BEGIN Provided text

Studio album by Eddy Raven
- Released: 1991
- Genre: Country
- Label: Capitol Records
- Producer: Barry Beckett

Eddy Raven chronology
| Temporary Sanity (1988) | Right for the Flight (1991) | Wild Eyed and Crazy (1994) |

Singles from Right for the Flight
- "Rock Me in the Rhythn of Your Love" Released: March 1991; "Too Much Candy for a Dime" Released: October 17, 1981;

= Right for the Flight =

Right for the Flight is the ninth studio album by American country music singer Eddy Raven. It was released in 1991 by Capitol Records.

==Content==
The album included two singles: "Rock Me in the Rhythm of Your Love" and "Too Much Candy for a Dime", which charted at numbers 60 and 58 respectively on the Billboard Hot Country Songs charts in 1991.

END Provided text

**Written exercise 1**
Can you print the part of the Right for the Flight article that opens with the words containing "Eddy Raven chronology" and closes with "by Capitol Records."?
**Written exercise 2**
Could you carry on the Right for the Flight article from the point where it ends?
The listing that comes next is from a separate source and has no connection to the Right for the Flight article.

BEGIN Data

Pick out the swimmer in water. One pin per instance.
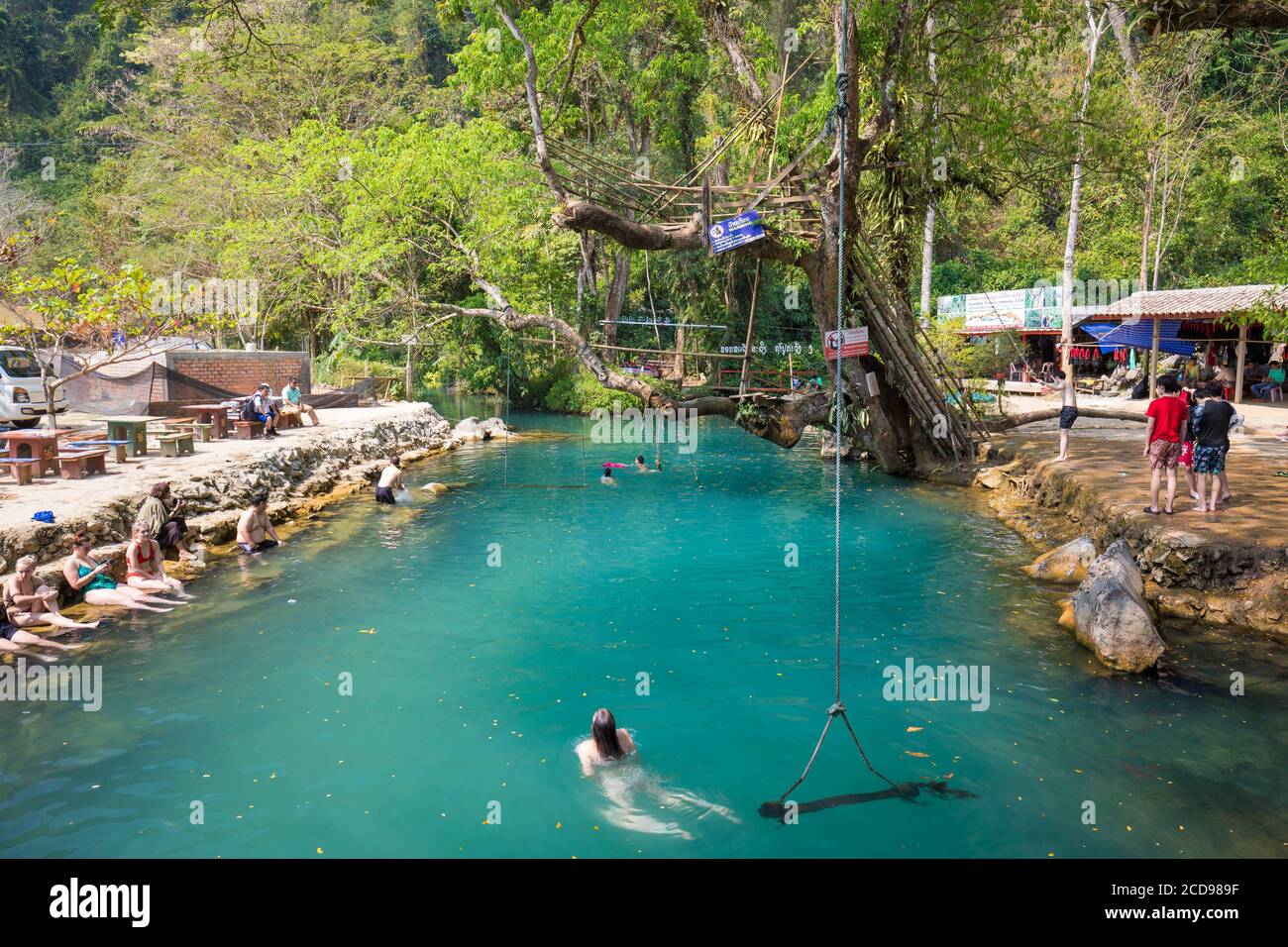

END Data

**Written response 1**
Eddy Raven chronology
| Temporary Sanity (1988) | Right for the Flight (1991) | Wild Eyed and Crazy (1994) |

Singles from Right for the Flight
- "Rock Me in the Rhythn of Your Love" Released: March 1991; "Too Much Candy for a Dime" Released: October 17, 1981;

= Right for the Flight =

Right for the Flight is the ninth studio album by American country music singer Eddy Raven. It was released in 1991 by Capitol Records.

**Written response 2**
==Critical reception==
Susan Beyer of The Ottawa Citizen gave the album a largely positive review, calling "I Know That Car" a "killer ballad" while also praising the stylistic varieties provided by "Leon and Maggie", "Like a Hurricane", and "Too Much Candy for a Dime".

==Track listing==
1. "Rock Me in the Rhythm of Your Love" (Lisa Silver, Robert Earl Keen) - 3:22
2. "Torn Up" (Tommy Rocco, Austin Roberts, Charlie Black) - 3:00
3. "Hot Pink" (Tom Paden, Sue Fenton) - 3:26
4. "I Know That Car" (Chris Waters, Don Henry) - 3:22
5. "Ain't Nothin' but a Heartache" (Craig Karp, Rob Crosby) - 3:31
6. "Leon and Maggie" (Raven, Troy Seals) - 2:45
7. "Like a Hurricane" (Michael Clark) - 3:35
8. "Too Much Candy for a Dime" (Raven, David Powelson) - 2:57
9. "Somebody's Tearin' the Flag" (Raven) - 3:45
10. "Cajun Song" (Danny Rhodes, Jack Rolland, Raven) - 3:43
  - featuring Doug Kershaw

==Personnel==
Adapted from Right for the Flight liner notes.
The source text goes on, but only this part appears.